Dataset items:

• • • • •

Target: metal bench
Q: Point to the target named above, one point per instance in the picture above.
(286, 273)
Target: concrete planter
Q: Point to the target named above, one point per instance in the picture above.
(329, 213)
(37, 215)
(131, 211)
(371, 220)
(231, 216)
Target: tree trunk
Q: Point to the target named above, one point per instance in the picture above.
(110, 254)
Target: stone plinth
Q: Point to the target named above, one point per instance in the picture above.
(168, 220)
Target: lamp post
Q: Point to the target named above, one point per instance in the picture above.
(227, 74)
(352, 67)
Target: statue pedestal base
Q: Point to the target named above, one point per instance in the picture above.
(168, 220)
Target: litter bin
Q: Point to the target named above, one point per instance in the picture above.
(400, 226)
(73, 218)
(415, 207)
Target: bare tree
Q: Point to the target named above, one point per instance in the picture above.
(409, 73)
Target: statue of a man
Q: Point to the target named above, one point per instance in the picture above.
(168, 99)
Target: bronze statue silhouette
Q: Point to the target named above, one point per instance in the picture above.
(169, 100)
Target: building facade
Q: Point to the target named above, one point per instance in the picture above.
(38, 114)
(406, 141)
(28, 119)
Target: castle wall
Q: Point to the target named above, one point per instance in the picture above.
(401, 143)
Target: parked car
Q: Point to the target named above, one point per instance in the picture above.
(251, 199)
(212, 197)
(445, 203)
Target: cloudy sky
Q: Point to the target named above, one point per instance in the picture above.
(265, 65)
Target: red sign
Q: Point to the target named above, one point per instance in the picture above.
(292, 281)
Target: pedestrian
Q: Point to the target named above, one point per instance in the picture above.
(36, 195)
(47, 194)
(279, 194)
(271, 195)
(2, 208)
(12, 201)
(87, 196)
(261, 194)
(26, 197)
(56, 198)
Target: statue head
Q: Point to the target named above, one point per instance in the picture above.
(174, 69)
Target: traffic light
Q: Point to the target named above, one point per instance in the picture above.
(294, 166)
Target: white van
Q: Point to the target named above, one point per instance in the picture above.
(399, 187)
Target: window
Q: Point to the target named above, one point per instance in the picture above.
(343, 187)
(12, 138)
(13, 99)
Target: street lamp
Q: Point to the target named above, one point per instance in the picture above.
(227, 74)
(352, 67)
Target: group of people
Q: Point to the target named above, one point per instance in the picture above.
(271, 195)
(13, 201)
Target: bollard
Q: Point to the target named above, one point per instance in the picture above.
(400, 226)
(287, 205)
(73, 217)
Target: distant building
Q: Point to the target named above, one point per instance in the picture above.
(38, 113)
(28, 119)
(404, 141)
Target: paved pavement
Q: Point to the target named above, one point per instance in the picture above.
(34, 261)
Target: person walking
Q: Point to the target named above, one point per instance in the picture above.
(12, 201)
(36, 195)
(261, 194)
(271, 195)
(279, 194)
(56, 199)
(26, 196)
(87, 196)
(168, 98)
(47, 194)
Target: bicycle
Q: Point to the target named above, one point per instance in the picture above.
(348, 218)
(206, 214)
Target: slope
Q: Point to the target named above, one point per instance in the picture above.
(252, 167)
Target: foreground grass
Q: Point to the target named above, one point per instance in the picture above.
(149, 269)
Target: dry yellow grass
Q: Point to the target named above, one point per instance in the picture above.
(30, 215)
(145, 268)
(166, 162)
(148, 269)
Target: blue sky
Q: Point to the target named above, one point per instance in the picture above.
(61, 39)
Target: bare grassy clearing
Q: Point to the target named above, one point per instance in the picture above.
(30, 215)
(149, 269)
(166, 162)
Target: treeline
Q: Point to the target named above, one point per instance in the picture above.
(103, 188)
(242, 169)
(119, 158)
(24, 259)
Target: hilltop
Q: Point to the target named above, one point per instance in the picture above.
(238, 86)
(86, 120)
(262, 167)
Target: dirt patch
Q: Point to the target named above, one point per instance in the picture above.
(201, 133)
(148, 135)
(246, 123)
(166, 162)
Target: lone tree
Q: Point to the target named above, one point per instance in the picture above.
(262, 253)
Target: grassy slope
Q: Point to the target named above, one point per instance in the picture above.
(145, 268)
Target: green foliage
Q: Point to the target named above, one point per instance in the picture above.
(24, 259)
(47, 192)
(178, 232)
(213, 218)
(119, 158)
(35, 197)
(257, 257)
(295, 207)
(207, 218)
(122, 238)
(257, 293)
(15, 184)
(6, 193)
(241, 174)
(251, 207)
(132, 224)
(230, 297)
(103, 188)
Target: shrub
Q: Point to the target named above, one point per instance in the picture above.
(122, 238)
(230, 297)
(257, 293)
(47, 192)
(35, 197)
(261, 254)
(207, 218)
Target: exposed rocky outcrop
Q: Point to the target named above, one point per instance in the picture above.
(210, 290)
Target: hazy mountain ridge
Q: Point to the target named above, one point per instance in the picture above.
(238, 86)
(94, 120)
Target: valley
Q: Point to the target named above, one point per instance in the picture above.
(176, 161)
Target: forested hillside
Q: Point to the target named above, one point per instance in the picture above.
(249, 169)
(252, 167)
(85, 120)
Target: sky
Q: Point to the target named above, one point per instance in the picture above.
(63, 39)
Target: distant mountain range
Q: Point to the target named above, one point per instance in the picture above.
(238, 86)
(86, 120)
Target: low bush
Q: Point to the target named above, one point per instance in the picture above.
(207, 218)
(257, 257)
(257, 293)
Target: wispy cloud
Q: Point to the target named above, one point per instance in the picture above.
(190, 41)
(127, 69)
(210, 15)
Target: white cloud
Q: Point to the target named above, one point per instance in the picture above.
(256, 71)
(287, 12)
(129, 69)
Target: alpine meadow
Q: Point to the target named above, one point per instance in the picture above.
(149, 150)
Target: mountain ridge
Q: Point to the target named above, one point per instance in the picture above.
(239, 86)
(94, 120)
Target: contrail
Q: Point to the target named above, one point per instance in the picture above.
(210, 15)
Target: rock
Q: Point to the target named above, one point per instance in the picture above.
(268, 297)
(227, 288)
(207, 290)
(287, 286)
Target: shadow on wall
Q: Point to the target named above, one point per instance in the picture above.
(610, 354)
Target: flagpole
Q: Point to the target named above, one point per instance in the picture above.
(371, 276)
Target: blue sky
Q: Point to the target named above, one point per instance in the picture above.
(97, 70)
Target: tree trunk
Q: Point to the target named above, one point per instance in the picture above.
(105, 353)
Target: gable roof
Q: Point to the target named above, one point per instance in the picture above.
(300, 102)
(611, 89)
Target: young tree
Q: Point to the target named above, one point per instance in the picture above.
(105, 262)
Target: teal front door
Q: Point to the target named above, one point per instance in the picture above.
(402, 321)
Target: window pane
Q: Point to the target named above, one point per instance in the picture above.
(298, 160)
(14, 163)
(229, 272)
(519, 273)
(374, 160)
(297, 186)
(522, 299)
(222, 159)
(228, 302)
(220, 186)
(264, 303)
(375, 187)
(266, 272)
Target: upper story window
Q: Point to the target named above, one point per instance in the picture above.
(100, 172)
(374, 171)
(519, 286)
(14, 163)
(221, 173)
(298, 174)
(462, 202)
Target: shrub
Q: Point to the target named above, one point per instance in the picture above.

• • • • •

Task objective: Copy out all lines above that include the string "bare".

Solved exercise:
Target: bare tree
Target: bare grassy clearing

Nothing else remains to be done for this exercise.